▶ [Description of the task]: Transcribe the entries that follow, word for word.

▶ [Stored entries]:
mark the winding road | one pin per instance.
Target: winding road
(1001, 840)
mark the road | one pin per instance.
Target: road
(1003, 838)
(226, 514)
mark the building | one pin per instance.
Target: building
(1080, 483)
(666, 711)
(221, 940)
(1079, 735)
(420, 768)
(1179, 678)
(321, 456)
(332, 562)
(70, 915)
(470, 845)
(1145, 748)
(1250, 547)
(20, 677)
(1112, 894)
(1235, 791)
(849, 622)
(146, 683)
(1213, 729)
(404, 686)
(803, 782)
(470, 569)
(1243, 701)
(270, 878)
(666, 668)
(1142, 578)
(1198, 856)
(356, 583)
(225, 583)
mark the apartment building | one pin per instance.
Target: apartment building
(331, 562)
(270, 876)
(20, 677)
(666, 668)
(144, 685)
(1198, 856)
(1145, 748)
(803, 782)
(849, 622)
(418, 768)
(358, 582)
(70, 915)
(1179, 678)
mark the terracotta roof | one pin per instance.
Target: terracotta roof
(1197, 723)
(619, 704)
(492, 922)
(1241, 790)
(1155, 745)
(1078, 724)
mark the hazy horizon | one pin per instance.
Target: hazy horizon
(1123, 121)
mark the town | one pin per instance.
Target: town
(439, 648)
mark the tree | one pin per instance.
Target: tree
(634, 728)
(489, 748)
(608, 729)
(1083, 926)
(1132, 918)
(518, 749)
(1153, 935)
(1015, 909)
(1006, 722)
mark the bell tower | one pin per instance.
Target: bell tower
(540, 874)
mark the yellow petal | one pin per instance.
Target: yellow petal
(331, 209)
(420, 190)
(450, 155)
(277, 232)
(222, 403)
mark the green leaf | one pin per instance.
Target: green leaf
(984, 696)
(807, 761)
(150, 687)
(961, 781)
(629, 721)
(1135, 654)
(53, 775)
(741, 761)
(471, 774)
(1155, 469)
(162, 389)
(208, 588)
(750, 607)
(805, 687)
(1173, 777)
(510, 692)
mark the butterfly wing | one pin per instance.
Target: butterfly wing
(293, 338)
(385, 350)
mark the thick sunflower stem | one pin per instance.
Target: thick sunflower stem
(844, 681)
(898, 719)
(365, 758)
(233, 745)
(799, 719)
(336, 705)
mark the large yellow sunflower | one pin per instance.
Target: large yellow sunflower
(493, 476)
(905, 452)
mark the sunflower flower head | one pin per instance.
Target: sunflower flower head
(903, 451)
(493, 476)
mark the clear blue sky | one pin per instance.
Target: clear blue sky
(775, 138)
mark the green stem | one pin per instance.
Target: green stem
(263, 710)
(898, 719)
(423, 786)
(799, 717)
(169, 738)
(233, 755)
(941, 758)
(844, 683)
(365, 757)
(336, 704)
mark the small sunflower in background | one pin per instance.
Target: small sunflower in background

▶ [Finished task]:
mark the winding road | one pin per instance.
Target: winding road
(1001, 840)
mark the road | one pin per instance.
Target: road
(1003, 838)
(226, 514)
mark the building | one pin per instance.
Target: building
(1080, 483)
(666, 711)
(221, 940)
(1079, 735)
(420, 768)
(1179, 678)
(321, 456)
(332, 562)
(70, 915)
(470, 845)
(1145, 748)
(1250, 547)
(20, 677)
(1112, 894)
(1235, 791)
(849, 622)
(146, 683)
(1213, 729)
(404, 686)
(803, 782)
(470, 569)
(1243, 701)
(270, 878)
(666, 668)
(1142, 578)
(1198, 856)
(356, 583)
(225, 583)
mark the apartment building | one pin per instance.
Target: apartment building
(331, 562)
(270, 876)
(20, 677)
(666, 668)
(144, 685)
(1198, 856)
(1145, 748)
(803, 782)
(849, 622)
(418, 768)
(358, 582)
(70, 915)
(1179, 678)
mark the terracotta roof | one pin per instance.
Target: terracotta roof
(1197, 723)
(619, 704)
(492, 922)
(1241, 790)
(1155, 745)
(1078, 724)
mark the hazy horizon | one pin per instance.
Target: hazy horizon
(1123, 121)
mark the town | one pin per instance.
Target: town
(439, 648)
mark the tree | one pin per instance.
Target: tree
(634, 728)
(489, 748)
(608, 729)
(1083, 926)
(1132, 918)
(518, 749)
(1153, 935)
(1015, 909)
(1006, 722)
mark the bell tower | one pin per instance.
Target: bell tower
(540, 874)
mark the yellow petal | one pin per instance.
Target: yellow petal
(331, 209)
(420, 190)
(450, 155)
(277, 232)
(222, 403)
mark the green leaf | one pin per instance.
Target: green leaf
(984, 696)
(807, 761)
(150, 687)
(961, 781)
(629, 721)
(1135, 654)
(53, 775)
(741, 761)
(471, 774)
(1155, 469)
(162, 389)
(208, 588)
(750, 607)
(805, 687)
(1173, 777)
(510, 692)
mark the butterfly wing | one pin per instance.
Target: butterfly wing
(293, 338)
(385, 350)
mark the thick sunflower stem | one pin per instance.
Target: thick sunflower stem
(844, 681)
(898, 719)
(365, 758)
(233, 745)
(799, 719)
(336, 705)
mark the large yellow sunflower | one pin per instance.
Target: large yellow sunflower
(493, 476)
(905, 452)
mark the sunflower flower head | one pin per instance.
Target: sunflower flower head
(903, 451)
(493, 476)
mark the clear blue sky | one pin per instance.
Target: clear blue sky
(775, 138)
mark the green stem | one pin per instance.
Target: green stem
(263, 710)
(898, 719)
(423, 786)
(799, 717)
(169, 738)
(233, 755)
(941, 758)
(844, 683)
(365, 757)
(336, 704)
mark the small sunflower in background | one pin per instance.
Target: small sunflower in background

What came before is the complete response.